[Point-per-instance localization data]
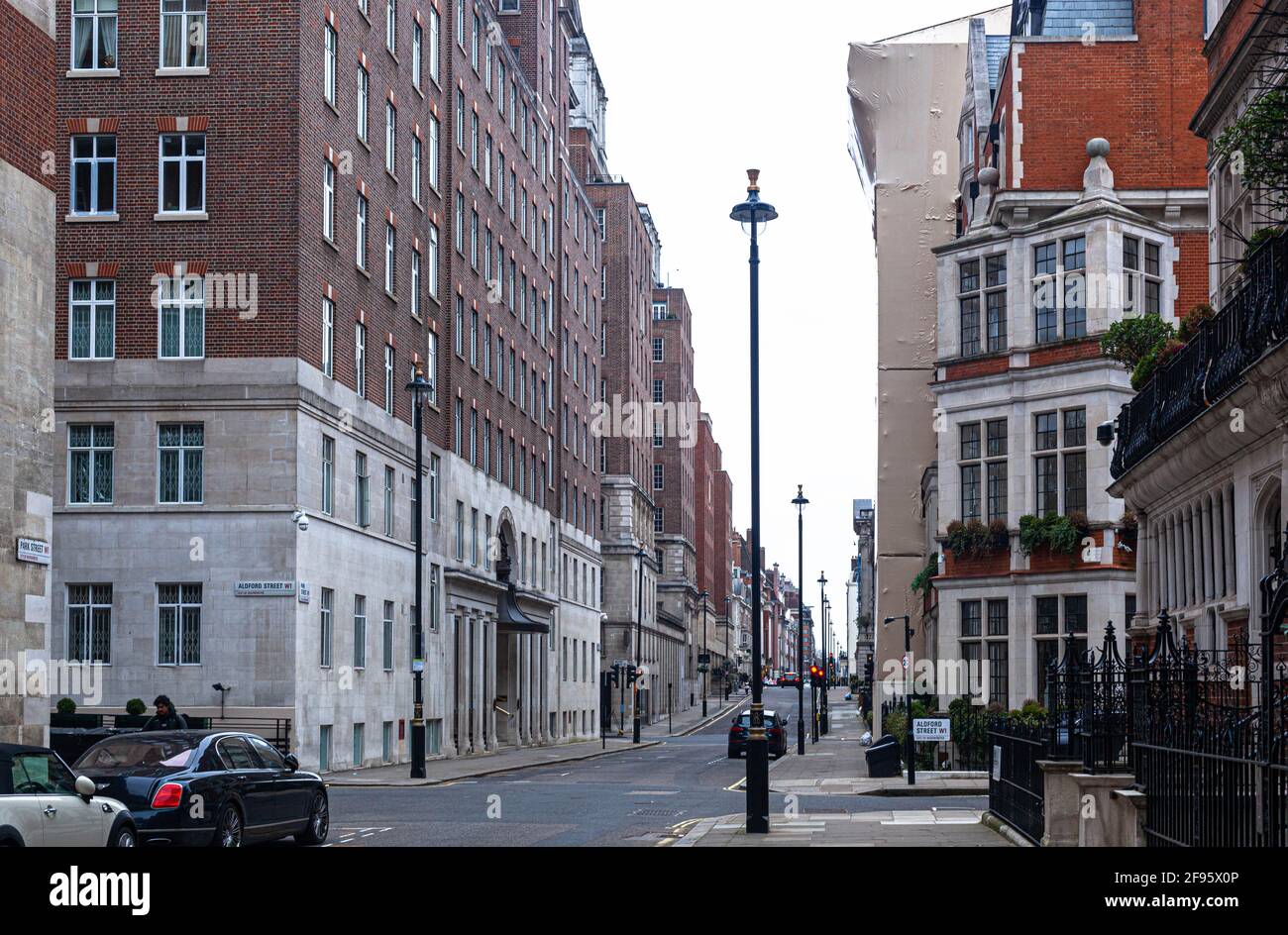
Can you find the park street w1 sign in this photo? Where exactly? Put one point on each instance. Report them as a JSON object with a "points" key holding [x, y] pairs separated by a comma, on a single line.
{"points": [[930, 729]]}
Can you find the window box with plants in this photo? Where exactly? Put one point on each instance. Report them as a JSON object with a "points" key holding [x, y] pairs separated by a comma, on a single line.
{"points": [[974, 548]]}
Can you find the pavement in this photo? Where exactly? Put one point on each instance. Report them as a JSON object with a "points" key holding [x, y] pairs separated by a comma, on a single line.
{"points": [[509, 759], [836, 767]]}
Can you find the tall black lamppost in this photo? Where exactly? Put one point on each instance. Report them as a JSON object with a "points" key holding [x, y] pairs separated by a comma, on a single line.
{"points": [[907, 690], [706, 653], [822, 639], [420, 388], [752, 213], [800, 501], [639, 639]]}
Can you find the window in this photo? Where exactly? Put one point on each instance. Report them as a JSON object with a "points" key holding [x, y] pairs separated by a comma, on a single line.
{"points": [[329, 202], [183, 34], [1060, 286], [178, 625], [89, 623], [433, 153], [997, 622], [460, 531], [360, 631], [93, 320], [94, 34], [995, 301], [1047, 429], [436, 29], [183, 172], [390, 235], [415, 282], [90, 464], [327, 475], [433, 261], [1076, 613], [999, 680], [360, 359], [987, 466], [360, 250], [1047, 616], [326, 629], [389, 501], [93, 174], [183, 316], [327, 338], [415, 167], [330, 42], [179, 463], [1141, 279], [390, 138], [386, 639], [967, 277], [364, 102]]}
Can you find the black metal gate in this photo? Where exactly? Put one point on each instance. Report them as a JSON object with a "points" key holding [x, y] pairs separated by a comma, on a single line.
{"points": [[1016, 784]]}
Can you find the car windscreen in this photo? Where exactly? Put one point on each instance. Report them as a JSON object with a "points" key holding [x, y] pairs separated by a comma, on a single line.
{"points": [[138, 751]]}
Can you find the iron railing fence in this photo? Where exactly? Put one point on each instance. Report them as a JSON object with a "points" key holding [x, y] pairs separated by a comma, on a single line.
{"points": [[1017, 791], [1214, 363]]}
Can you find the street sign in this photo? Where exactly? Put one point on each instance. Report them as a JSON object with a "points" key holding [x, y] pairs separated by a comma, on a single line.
{"points": [[34, 550], [931, 729]]}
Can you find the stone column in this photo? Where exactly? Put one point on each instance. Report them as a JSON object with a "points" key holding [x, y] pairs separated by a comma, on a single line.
{"points": [[1209, 575], [1232, 584]]}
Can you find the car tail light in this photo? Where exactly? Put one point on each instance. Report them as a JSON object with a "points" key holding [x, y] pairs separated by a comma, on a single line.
{"points": [[167, 796]]}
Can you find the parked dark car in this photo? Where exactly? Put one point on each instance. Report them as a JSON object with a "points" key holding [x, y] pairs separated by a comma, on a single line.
{"points": [[776, 733], [209, 787]]}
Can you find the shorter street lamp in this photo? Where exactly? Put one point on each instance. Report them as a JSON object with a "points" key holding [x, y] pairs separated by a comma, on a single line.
{"points": [[907, 675], [639, 639], [704, 660], [420, 388]]}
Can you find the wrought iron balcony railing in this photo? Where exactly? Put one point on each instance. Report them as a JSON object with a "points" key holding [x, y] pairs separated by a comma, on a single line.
{"points": [[1212, 364]]}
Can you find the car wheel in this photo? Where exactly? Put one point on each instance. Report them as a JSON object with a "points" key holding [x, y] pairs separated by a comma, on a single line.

REQUIREMENT:
Repeat the data exactly, excluding the pictures.

COMPLETED TASK:
Can you find the park street w1 sign in this photo? Where exactly? Put one point on each instance. Report them as a JSON object with a "points" key holding [x, y] pairs separated by a comma, on a single line.
{"points": [[930, 729]]}
Can you find the window box with plants in this photo? Where exactly? Put one point on each instance. Report them as a JSON object with a "points" key holding [x, y] pairs separated by a comma, on a single line.
{"points": [[974, 548]]}
Can you find the pavement in this photo? Where exactly? Put one point on each instance. Report them as a JSON object with a "points" key holding [x, y] pairs separated by a comma, on a single line.
{"points": [[509, 759], [836, 767]]}
Can you find the tall black lamppost in this photo? Where exactly? Put one point on each instance. Report them as a JSON object with a "points" key holding [x, y] pairs separated by a comma, on a single line.
{"points": [[907, 690], [706, 653], [822, 639], [420, 388], [752, 213], [800, 501], [639, 639]]}
Can you find the window in this photo? Where exactly? Put one point on each instance. Report them as a JSON object with a "points" key holding [x, y] pairs separated by a comma, on a single line.
{"points": [[329, 202], [183, 34], [1060, 286], [178, 625], [89, 623], [433, 153], [997, 622], [460, 531], [360, 631], [93, 320], [94, 34], [995, 301], [1047, 429], [436, 29], [183, 172], [390, 235], [415, 282], [90, 464], [327, 475], [433, 261], [1076, 613], [999, 680], [360, 359], [987, 466], [360, 250], [1047, 616], [326, 629], [389, 501], [93, 174], [183, 316], [327, 338], [415, 167], [330, 42], [179, 463], [1141, 279], [390, 138], [386, 639], [967, 277], [364, 102]]}
Can you find the black metal gate in this photo? Where exactly? Put one point on each instance. Report them as a JSON object with a "points" key holding [x, y] pairs separated by a comma, on a single line.
{"points": [[1016, 784]]}
Can you find the car windscreen in this photo? Where exactly? Put one point on each instance. Report them as a JSON object with a "points" key holding [x, y] pairs separated by a comma, on a single line.
{"points": [[138, 751]]}
Can you find the iron railing fence in this photo? Where exactly? Put one point on each instance. Report them as a JSON object with a "points" key holding [x, y] pairs separated by a comma, on a single line.
{"points": [[1017, 791], [1214, 363]]}
Can you find the street sign in this photo? Where exactly? Put one point on each instance. Report them as a JSON object with a "points" key holding [x, y] pairs separated by a comma, on a single line.
{"points": [[34, 550], [931, 729]]}
Can you find the stone column in this photo? Where exactly? Put one point on each instance. Report them as a JSON object with a "points" key holding [x, y] pairs separated by a comma, on a single line.
{"points": [[1209, 575], [1232, 584]]}
Can you find the car tail light in this photo? Where exactly? Put one point on each instance. Report them as a JSON object with a "points" key holding [x, y] pairs separated by a comma, on a single line.
{"points": [[167, 796]]}
Can you find the parked dark car in this photo? Where exactly? Put one point on each instance. Report them as a JSON object with a "points" key holding [x, y] pairs separated by a comma, on a single line.
{"points": [[776, 733], [209, 787]]}
Can you find the shorter street lamp in this photo? Where exactly? Put one point on each instance. Report them as a JSON object with a "points" key holding [x, y] pairs separated by a comma, on a single line.
{"points": [[907, 675], [639, 639], [704, 660], [420, 388]]}
Can you find the wrought iron balcony railing in this photo? Where exactly? Put one point on each instance. Report them as a JSON object with a "points" key holding [x, y] pairs separated by a comma, on a single line.
{"points": [[1212, 364]]}
Can you find the car wheel in this photo? Where exactly? Put one point on each instance. Report them as a JSON object with a "points" key holding [x, y] pairs separated by a comma, on a single line.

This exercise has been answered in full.